— begin DATA IN THIS EXERCISE —

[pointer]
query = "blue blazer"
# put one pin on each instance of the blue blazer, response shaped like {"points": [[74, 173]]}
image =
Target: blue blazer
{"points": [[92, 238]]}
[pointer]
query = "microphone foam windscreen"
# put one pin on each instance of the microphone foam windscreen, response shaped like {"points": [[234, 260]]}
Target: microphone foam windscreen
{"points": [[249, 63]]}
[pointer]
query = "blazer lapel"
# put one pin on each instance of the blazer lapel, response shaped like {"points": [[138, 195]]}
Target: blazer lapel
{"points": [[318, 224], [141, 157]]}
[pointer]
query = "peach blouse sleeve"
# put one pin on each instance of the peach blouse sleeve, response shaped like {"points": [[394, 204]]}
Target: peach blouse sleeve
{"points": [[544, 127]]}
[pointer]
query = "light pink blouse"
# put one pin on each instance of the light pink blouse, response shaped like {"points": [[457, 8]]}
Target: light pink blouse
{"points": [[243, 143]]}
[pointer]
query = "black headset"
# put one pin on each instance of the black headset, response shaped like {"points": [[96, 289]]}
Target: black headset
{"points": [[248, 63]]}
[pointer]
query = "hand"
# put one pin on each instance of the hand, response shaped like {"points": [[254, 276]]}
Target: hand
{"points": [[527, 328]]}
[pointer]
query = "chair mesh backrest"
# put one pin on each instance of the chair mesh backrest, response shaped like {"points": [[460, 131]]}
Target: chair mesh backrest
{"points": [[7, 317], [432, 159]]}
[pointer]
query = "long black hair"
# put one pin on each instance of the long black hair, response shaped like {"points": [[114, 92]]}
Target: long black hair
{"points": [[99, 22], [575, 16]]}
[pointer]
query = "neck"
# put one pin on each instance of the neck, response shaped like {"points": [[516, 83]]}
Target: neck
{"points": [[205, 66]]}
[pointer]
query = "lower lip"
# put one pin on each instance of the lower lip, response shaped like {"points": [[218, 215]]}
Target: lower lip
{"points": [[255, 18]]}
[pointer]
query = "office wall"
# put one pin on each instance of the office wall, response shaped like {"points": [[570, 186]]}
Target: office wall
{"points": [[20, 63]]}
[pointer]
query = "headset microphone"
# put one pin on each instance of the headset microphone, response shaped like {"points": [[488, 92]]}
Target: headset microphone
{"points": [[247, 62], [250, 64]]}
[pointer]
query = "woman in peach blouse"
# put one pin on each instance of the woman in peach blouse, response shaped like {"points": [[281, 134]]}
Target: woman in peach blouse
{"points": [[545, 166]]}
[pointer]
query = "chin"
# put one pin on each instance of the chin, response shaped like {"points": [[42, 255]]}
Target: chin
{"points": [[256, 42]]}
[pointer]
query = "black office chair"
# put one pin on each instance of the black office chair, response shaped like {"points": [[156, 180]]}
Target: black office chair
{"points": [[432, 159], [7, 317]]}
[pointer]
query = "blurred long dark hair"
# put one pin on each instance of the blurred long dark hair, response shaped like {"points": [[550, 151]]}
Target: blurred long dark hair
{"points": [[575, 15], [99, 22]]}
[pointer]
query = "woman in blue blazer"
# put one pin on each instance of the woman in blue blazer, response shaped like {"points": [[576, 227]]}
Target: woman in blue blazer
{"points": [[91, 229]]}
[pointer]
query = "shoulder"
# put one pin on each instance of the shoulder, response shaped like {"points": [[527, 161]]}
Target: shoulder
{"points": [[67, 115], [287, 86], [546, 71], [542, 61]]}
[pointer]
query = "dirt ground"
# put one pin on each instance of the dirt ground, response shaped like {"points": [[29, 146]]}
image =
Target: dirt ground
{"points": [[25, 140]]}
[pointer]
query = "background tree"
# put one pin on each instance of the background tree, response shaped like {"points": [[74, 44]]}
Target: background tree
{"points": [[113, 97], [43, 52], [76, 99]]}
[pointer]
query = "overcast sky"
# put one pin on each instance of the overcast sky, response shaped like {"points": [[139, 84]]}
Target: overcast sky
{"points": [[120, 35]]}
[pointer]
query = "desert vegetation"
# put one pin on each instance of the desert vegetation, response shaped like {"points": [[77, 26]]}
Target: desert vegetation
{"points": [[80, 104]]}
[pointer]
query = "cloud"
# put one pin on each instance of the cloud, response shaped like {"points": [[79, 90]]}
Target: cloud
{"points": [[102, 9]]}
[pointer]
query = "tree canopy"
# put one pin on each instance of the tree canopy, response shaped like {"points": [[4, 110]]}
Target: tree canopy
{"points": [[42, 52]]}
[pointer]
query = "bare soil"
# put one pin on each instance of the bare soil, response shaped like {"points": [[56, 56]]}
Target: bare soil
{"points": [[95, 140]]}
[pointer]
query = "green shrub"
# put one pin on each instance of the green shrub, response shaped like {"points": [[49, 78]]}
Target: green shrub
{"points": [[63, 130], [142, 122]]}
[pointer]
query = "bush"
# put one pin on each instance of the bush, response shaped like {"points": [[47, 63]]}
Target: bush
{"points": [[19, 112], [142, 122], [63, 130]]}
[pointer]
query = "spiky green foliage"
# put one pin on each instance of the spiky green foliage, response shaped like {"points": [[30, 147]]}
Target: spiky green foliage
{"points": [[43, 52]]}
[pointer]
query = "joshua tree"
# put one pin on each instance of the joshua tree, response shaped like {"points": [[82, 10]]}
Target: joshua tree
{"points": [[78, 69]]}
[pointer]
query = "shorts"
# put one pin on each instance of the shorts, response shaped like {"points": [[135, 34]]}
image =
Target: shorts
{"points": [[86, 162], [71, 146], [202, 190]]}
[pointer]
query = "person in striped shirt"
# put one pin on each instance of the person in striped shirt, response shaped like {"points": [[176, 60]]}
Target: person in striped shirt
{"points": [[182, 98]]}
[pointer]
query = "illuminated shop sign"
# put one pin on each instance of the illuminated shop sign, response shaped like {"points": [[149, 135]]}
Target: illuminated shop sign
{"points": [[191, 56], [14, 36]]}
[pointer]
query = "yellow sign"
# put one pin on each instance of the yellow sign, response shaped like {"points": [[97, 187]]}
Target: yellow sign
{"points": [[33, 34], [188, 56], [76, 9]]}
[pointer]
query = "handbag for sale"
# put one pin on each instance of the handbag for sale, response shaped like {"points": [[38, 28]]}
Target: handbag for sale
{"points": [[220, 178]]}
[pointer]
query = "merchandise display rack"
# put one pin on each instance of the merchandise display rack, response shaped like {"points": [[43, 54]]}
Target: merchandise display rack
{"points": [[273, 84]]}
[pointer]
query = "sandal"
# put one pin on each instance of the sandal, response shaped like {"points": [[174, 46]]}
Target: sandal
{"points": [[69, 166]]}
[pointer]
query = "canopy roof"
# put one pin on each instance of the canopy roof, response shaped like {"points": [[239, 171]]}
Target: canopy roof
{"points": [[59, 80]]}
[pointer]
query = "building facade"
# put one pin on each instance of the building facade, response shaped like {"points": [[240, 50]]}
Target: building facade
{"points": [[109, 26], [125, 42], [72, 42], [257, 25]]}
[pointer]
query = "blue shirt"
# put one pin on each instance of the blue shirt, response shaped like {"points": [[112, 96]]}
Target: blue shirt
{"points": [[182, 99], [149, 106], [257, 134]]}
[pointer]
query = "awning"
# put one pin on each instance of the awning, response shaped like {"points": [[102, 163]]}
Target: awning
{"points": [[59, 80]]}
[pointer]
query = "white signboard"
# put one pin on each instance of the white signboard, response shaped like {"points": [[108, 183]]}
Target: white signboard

— end DATA IN THIS EXERCISE —

DIRECTIONS =>
Reproduce all of the records exactly.

TASK RESPONSE =>
[pointer]
query = "blue blazer"
# put one pin on each instance of the blue blazer, response shaped like {"points": [[74, 173]]}
image =
Target: blue blazer
{"points": [[92, 238]]}
[pointer]
query = "microphone foam windscreen"
# put one pin on each instance of the microphone foam windscreen, response shaped like {"points": [[234, 260]]}
Target: microphone foam windscreen
{"points": [[249, 63]]}
[pointer]
query = "blazer lapel"
# put one pin on each instance of the blazer lapel, response shaped like {"points": [[138, 195]]}
Target: blazer lapel
{"points": [[318, 224], [141, 157]]}
[pointer]
query = "peach blouse sleeve"
# put one pin on each instance of the peach blouse sleeve, response shaped like {"points": [[394, 204]]}
Target: peach blouse sleeve
{"points": [[544, 127]]}
[pointer]
query = "light pink blouse"
# put one pin on each instance of the light pink blouse, response shaped like {"points": [[457, 8]]}
Target: light pink blouse
{"points": [[243, 143]]}
[pointer]
query = "black headset"
# put one pin on each instance of the black headset, response shaped like {"points": [[96, 289]]}
Target: black headset
{"points": [[248, 63]]}
[pointer]
query = "hand"
# put one pin on each instance of the hand, response shaped like {"points": [[254, 276]]}
Target: hand
{"points": [[527, 328]]}
[pointer]
query = "chair mesh backrest"
# put one pin on each instance of the chair mesh backrest, response shaped like {"points": [[460, 131]]}
Target: chair mesh backrest
{"points": [[7, 317], [432, 159]]}
[pointer]
query = "long black hair"
# put one pin on each instance of the long black hair, response shaped like {"points": [[114, 92]]}
Target: long black hair
{"points": [[99, 22], [575, 16]]}
[pointer]
query = "neck"
# put one pin on each instance of the neck, response shaped like {"points": [[516, 83]]}
Target: neck
{"points": [[205, 66]]}
[pointer]
query = "lower lip"
# put one pin on each instance of the lower lip, response shaped like {"points": [[218, 215]]}
Target: lower lip
{"points": [[255, 18]]}
[pointer]
query = "office wall"
# put one pin on each instance of the office wall, response shaped like {"points": [[570, 186]]}
Target: office wall
{"points": [[20, 63]]}
[pointer]
query = "headset microphone"
# put one pin on each instance of the headset microphone, response shaped like {"points": [[488, 92]]}
Target: headset microphone
{"points": [[247, 62], [250, 64]]}
[pointer]
query = "woman in peach blouse"
# put one pin on each instance of the woman in peach blouse, response shaped like {"points": [[281, 134]]}
Target: woman in peach blouse
{"points": [[545, 166]]}
[pointer]
query = "chin"
# put one pin on each instance of the chin, response shaped like {"points": [[42, 255]]}
Target: chin
{"points": [[256, 42]]}
[pointer]
query = "black office chair"
# put one pin on each instance of the black office chair, response shaped like {"points": [[156, 180]]}
Target: black office chair
{"points": [[432, 159], [7, 317]]}
[pointer]
query = "blurred long dark hair"
# put one pin on each instance of the blurred long dark hair, response shaped like {"points": [[550, 151]]}
Target: blurred long dark hair
{"points": [[575, 15], [99, 22]]}
[pointer]
query = "woman in blue blazer"
# put one pin on each instance of the woman in blue blazer, response shaped like {"points": [[576, 227]]}
Target: woman in blue blazer
{"points": [[91, 229]]}
[pointer]
query = "shoulder"
# put one pin on each instance of the shoulder, response shaped like {"points": [[527, 161]]}
Target: shoulder
{"points": [[67, 115], [287, 86], [546, 71], [542, 61]]}
[pointer]
query = "dirt ground"
# put one pin on each instance of the dirt ground, response shaped like {"points": [[29, 146]]}
image =
Target: dirt ground
{"points": [[25, 140]]}
[pointer]
query = "background tree"
# put one pin on each instance of the background tree, response shaped like {"points": [[74, 44]]}
Target: background tree
{"points": [[113, 97], [43, 52], [76, 99]]}
[pointer]
query = "overcast sky"
# put one pin on each instance of the overcast sky, response shaped like {"points": [[139, 84]]}
Target: overcast sky
{"points": [[120, 35]]}
[pointer]
query = "desert vegetation"
# put one pin on each instance of the desert vegetation, response shaped like {"points": [[77, 26]]}
Target: desert vegetation
{"points": [[80, 104]]}
[pointer]
query = "cloud"
# put one pin on each instance of the cloud, response shaped like {"points": [[79, 90]]}
Target: cloud
{"points": [[102, 9]]}
[pointer]
query = "tree canopy"
# put one pin on each instance of the tree canopy, response shaped like {"points": [[4, 110]]}
Target: tree canopy
{"points": [[42, 52]]}
[pointer]
query = "bare soil"
# put one pin on each instance of the bare soil, response shaped like {"points": [[56, 56]]}
Target: bare soil
{"points": [[95, 140]]}
[pointer]
query = "green shrub"
# put one pin on each instance of the green shrub, response shaped like {"points": [[49, 78]]}
Target: green shrub
{"points": [[63, 130], [142, 122]]}
[pointer]
query = "bush"
# put one pin on each instance of the bush, response shaped like {"points": [[47, 63]]}
Target: bush
{"points": [[19, 112], [142, 122], [63, 130]]}
[pointer]
query = "spiky green foliage"
# put one pin on each instance of the spiky green foliage, response shaped like {"points": [[30, 147]]}
Target: spiky green foliage
{"points": [[43, 52]]}
[pointer]
query = "joshua tree"
# put one pin on each instance of the joshua tree, response shaped like {"points": [[82, 10]]}
Target: joshua tree
{"points": [[78, 69]]}
[pointer]
query = "shorts"
# put one pin on each instance of the shorts, response shaped like {"points": [[135, 34]]}
image =
Target: shorts
{"points": [[86, 162], [71, 146], [202, 190]]}
[pointer]
query = "person in striped shirt"
# put one pin on each instance of the person in striped shirt, response shaped like {"points": [[176, 60]]}
Target: person in striped shirt
{"points": [[182, 98]]}
[pointer]
query = "illuminated shop sign"
# put one pin on each instance of the illuminated shop sign, response shaped like {"points": [[149, 135]]}
Target: illuminated shop sign
{"points": [[191, 56], [14, 36]]}
[pointer]
query = "yellow sign"
# put one pin on each instance of the yellow sign, response shaped like {"points": [[97, 187]]}
Target: yellow sign
{"points": [[33, 34], [188, 56], [76, 9]]}
[pointer]
query = "handbag for sale"
# put one pin on each instance of the handbag for sale, response shaped like {"points": [[38, 28]]}
Target: handbag for sale
{"points": [[220, 178]]}
[pointer]
query = "merchandise display rack"
# put one pin on each instance of the merchandise display rack, response shaped like {"points": [[43, 54]]}
Target: merchandise display rack
{"points": [[273, 84]]}
[pointer]
query = "sandal"
# put one pin on each instance of the sandal, response shaped like {"points": [[174, 46]]}
Target: sandal
{"points": [[69, 166]]}
[pointer]
query = "canopy roof"
# put one pin on each instance of the canopy roof, response shaped like {"points": [[239, 171]]}
Target: canopy roof
{"points": [[59, 80]]}
[pointer]
query = "building facade"
# put one pin on each instance of the building facade, response shaped like {"points": [[240, 50]]}
Target: building facade
{"points": [[109, 26], [125, 42], [72, 42], [257, 25]]}
[pointer]
query = "blue shirt"
# put one pin on each instance of the blue shirt, response shaped like {"points": [[112, 96]]}
Target: blue shirt
{"points": [[182, 99], [149, 106], [257, 134]]}
[pointer]
query = "awning"
# put one pin on each instance of the awning, response shaped like {"points": [[102, 163]]}
Target: awning
{"points": [[59, 80]]}
[pointer]
query = "white signboard"
# put one pin on each instance of the white signboard, response shaped like {"points": [[108, 183]]}
Target: white signboard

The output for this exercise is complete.